**HOW TO COMPLETE THIS TASK:**
Continue the commentary on the gun incident involving Deputy Chief Justice Nancy Baraza, picking up right after its last sentence.

**READING TEXT:**

◇ ◇ ◇

The family says they are willing to forgive Baraza unconditionally if she offers a genuine apology.
“I am willing to forgive her if she apologises. But if she cannot, she told me we meet in court which is still okay for me,” said Kerubo.

Besides being an archetypal instance of a pride coming before the fall, this alleged gun drama happenstance also touches on the question of (1) the rule of law, especially when it comes to top government officials, (2) the empowerment of women in Africa, and (3) the relationship between the haves and the haves-not, in as far as the former should expect to be treated by the latter in situation in which their roles are reversed.

First and foremost, Lady Nancy Baraza was appointed last year to be the deputy chief justice of Kenya as well as the vice president of the supreme court of Kenya. Her appointment stemmed from two main factors: her reformist credentials that had convinced majority of Kenyans that she would strictly adhere to the rule of law and uphold the constitution plus her being a female to fulfill the constitutional requirement that a third of public appointment must be filled by women. Her selection by the Judicial Services Commission, appointment by President Kibaki and PM Odinga and confirmation by the National Assembly made her the most top ranking woman in Kenya.

But if Baraza’s appointment was to safeguard the constitution, instill the rule of law and to showcase the empowerment of women in a patriarchical society, then her alleged public bearing have fallen short of the mark. Her refusal to have her frisked, her pinching of the security guard’s nose and her drawing of the gun, threating the life of the security guard place there purposely to protect people like her from danger, all smack in the face of the rule of law. As the guardian of the justice system in Kenya, she has set bad example to the nation.

Moreover, she has let down her womenfolk who have long maintain that a society manage by women would be a law-abiding and peaceful one. The sight of a female deputy chief justice of the nation, drawing a gun on unarmed and innocent security guard, is a godsend opportunity for male chauvinists who have been arguing that women are too arrogant to be bestowed with power and trusted with weighty matters touching the nation. In a society deep in ancient myth of women riding on the back of men when they were given leadership position in antiquity, Baraza’s conducts would only confirm the pre-conceived fear of the male chauvinists.

◇ ◇ ◇

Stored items
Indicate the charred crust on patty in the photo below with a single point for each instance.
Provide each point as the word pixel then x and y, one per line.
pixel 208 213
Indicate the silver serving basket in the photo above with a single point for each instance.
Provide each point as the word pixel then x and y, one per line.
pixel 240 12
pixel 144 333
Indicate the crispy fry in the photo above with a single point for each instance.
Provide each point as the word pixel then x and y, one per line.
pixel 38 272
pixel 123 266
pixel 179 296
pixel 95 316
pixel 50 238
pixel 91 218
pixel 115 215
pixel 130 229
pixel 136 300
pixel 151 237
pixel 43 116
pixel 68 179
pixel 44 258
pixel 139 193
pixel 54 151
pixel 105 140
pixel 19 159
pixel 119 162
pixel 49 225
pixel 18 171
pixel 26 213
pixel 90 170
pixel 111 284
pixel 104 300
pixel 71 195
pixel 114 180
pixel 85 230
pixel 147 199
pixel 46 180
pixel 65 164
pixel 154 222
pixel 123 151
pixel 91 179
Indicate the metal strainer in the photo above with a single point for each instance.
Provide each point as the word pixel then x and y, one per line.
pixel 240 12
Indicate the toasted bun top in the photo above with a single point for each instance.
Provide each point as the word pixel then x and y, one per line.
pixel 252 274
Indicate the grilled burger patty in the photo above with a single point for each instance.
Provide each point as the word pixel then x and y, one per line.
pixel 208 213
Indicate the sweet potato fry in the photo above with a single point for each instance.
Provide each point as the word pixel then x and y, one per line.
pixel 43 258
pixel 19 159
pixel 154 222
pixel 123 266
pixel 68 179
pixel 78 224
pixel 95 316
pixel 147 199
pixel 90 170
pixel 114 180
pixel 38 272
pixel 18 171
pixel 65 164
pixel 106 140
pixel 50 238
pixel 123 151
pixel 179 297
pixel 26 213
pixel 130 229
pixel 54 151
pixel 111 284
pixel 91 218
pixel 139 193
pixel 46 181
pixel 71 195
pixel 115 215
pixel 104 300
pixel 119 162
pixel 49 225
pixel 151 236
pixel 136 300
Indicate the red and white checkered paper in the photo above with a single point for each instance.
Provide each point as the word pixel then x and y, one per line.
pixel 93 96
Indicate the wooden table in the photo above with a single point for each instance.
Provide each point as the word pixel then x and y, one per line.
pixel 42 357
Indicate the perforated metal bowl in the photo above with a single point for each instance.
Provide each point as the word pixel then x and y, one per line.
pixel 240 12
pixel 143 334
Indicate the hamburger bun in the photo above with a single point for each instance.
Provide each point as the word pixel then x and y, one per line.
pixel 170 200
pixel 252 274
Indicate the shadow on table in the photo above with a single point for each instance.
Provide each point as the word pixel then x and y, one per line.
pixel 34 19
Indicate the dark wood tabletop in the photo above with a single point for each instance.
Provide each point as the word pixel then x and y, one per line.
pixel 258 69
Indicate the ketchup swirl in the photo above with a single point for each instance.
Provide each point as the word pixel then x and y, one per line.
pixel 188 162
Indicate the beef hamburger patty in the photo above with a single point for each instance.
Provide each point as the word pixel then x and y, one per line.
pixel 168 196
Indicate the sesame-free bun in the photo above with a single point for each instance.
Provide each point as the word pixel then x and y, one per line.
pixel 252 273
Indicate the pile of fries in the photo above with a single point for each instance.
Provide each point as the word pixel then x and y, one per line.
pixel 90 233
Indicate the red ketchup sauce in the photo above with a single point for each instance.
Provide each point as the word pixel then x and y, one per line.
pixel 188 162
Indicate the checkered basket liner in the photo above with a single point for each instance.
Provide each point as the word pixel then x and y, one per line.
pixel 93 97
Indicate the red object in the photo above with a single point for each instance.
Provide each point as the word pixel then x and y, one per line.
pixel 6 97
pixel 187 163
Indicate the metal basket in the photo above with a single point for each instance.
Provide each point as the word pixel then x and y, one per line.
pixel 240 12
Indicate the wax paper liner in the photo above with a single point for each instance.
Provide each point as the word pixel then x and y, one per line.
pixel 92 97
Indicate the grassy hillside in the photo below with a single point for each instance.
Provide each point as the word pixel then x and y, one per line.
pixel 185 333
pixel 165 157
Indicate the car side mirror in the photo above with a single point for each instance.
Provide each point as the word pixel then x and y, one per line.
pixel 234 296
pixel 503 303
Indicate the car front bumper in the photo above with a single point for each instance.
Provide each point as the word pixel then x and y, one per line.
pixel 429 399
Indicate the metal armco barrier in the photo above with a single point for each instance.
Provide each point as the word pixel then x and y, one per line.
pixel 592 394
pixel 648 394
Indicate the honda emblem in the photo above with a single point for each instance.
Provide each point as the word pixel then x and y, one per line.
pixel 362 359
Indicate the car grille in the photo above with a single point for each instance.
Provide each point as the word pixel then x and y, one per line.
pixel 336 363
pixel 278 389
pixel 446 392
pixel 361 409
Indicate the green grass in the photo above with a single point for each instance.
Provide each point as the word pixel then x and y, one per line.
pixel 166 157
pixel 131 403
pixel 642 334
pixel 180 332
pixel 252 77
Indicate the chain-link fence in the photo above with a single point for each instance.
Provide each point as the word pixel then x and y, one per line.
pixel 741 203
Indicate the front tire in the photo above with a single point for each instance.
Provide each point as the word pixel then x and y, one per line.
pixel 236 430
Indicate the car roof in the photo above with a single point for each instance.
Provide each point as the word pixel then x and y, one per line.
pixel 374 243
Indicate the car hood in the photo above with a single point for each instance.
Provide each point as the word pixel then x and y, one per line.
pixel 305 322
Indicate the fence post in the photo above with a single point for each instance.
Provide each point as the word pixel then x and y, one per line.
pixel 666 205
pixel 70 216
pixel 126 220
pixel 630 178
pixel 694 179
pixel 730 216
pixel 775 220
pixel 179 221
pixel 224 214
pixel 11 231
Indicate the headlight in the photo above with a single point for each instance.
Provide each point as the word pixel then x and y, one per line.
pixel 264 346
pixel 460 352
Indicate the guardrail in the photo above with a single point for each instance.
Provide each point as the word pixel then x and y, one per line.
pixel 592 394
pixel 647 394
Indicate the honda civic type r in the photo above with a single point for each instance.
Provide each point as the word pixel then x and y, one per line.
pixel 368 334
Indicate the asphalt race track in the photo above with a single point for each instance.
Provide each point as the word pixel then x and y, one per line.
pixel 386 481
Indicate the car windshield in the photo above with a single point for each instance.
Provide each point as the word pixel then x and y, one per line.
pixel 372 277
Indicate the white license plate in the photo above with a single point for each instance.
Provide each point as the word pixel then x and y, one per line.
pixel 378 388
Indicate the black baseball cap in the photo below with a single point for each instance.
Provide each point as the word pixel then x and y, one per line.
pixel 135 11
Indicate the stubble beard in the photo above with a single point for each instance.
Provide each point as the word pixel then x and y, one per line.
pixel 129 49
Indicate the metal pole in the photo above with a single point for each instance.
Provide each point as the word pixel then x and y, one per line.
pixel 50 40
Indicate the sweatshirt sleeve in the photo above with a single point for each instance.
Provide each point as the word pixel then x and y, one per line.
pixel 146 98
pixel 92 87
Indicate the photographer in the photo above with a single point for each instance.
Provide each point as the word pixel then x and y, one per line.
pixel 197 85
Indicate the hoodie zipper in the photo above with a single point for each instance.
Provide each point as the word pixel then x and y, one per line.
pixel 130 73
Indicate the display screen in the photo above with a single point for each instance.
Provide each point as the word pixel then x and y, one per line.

◇ ◇ ◇

**RESPONSE FOR THIS EXERCISE:**
This is principally too bad considering that the root cause of the drama is not necessarily the fact that the security guard ask her to undergo security check, rather, Baraza was incensed by the fact that the security guard failed to recognize her as the Deputy Chief Justice of Kenya to the extent that she subjected her to frisking like a commoner. The security guard sin is her apparent failure to “know people.”

And of course, there is the other side of the haves and the haves-not. While the female security guard is reported to be earning Ksh 2,400 per week, DCJ Baraza earn upto Ksh one million per month. The female security guard live in a two-bed room house with other five members of the family, a rent of Ksh 4,000 per month, while DCJ Baraza live in a mansion, probably all by herself. The stark differences couldn’t be higher. For the Baraza, the idea of submitting to such “wretched” clouded her thinking to pull out a gun, forgetting the consequences of her action.

But as the call for her to resign, paving way to an investigation of her conduct, becoming louder and clearer, her chicken have come home to roost pending clearance by the investigation. Whatever the verdict would be, the milk has been spilt and nothing will ever remain the same. Though the incident has traumatize the security guard, given the fact that she lost her father to unknown assassin, there is a hope that the “unfortunate” incident would be a blessing in disguise for the rule of law and constitutionalism in Kenya if handle well.